### Task details:
Print out the entries below with no edits.

══════

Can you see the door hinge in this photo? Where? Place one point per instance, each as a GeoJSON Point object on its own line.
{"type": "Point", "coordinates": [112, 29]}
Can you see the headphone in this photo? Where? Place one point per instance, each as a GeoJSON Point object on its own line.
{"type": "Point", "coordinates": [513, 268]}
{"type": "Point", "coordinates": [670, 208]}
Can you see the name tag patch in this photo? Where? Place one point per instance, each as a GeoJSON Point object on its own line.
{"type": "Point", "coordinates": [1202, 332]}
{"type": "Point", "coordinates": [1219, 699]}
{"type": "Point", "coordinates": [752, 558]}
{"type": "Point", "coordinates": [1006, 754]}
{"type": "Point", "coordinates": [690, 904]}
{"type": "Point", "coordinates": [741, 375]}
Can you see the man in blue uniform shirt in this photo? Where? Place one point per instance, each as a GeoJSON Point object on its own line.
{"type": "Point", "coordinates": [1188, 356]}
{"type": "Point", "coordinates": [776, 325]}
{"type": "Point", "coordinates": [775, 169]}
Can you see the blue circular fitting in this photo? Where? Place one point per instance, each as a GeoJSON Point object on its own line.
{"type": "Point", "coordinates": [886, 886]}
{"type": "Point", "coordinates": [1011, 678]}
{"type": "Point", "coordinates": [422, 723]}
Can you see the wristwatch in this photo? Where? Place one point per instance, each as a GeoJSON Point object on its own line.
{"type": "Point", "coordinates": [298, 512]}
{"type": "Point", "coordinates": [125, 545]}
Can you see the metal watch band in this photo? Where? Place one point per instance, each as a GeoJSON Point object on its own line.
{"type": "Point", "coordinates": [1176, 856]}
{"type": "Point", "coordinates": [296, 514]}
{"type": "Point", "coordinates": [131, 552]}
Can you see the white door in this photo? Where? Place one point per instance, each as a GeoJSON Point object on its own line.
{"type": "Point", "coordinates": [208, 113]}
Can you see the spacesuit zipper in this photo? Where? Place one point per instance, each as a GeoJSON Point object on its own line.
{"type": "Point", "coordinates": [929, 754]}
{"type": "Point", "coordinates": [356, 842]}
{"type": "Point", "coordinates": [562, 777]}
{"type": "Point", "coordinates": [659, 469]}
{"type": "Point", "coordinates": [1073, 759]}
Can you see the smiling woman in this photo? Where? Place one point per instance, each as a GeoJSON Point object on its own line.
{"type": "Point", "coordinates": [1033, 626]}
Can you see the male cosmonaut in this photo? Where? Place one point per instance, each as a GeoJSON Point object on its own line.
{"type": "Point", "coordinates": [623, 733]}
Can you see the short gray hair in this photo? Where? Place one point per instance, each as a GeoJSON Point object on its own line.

══════

### Finished exercise:
Can you see the door hinge in this photo? Where? Place one point per instance, each as a GeoJSON Point object on its own line.
{"type": "Point", "coordinates": [112, 29]}
Can you see the headphone in this photo? Where? Place one point per instance, each as a GeoJSON Point object on its own line.
{"type": "Point", "coordinates": [513, 268]}
{"type": "Point", "coordinates": [670, 208]}
Can you see the name tag patch in this photo? Where? Place one point per instance, each as a GeoJSON Point object on its own line.
{"type": "Point", "coordinates": [1202, 332]}
{"type": "Point", "coordinates": [1219, 699]}
{"type": "Point", "coordinates": [752, 558]}
{"type": "Point", "coordinates": [1006, 754]}
{"type": "Point", "coordinates": [690, 904]}
{"type": "Point", "coordinates": [741, 375]}
Can you see the man in blue uniform shirt in this photo? Where? Place one point per instance, each as a GeoJSON Point object on its own line.
{"type": "Point", "coordinates": [1188, 356]}
{"type": "Point", "coordinates": [776, 325]}
{"type": "Point", "coordinates": [775, 169]}
Can you see the blue circular fitting in this photo? Where? Place one point per instance, each as a GeoJSON Point object on its own line.
{"type": "Point", "coordinates": [886, 886]}
{"type": "Point", "coordinates": [1011, 678]}
{"type": "Point", "coordinates": [422, 723]}
Can you see the wristwatch in this photo? Where? Place one point per instance, each as a GeoJSON Point object on its own line.
{"type": "Point", "coordinates": [298, 512]}
{"type": "Point", "coordinates": [125, 545]}
Can you see the metal watch band in this photo? Where? Place one point per instance, each as a GeoJSON Point object on its own line.
{"type": "Point", "coordinates": [1176, 856]}
{"type": "Point", "coordinates": [296, 514]}
{"type": "Point", "coordinates": [131, 552]}
Can you see the white door in this photo? Where? Place one point per instance, each as a GeoJSON Point object on its own line.
{"type": "Point", "coordinates": [208, 113]}
Can you see the spacesuit zipper in this photo? Where? Place one point per instance, each as a GeoJSON Point object on its own line.
{"type": "Point", "coordinates": [929, 754]}
{"type": "Point", "coordinates": [356, 842]}
{"type": "Point", "coordinates": [562, 777]}
{"type": "Point", "coordinates": [659, 469]}
{"type": "Point", "coordinates": [1073, 759]}
Can you see the smiling woman in this photo? Where? Place one point per instance, each as a GeoJSON Point object on its own line.
{"type": "Point", "coordinates": [1033, 626]}
Can you see the male cosmonaut in this photo? Where? Place one point per instance, each as a GeoJSON Point object on its own line.
{"type": "Point", "coordinates": [623, 733]}
Can you see the short gray hair in this photo? Where? Place one point per instance, each as a GeoJSON Point object on its own line.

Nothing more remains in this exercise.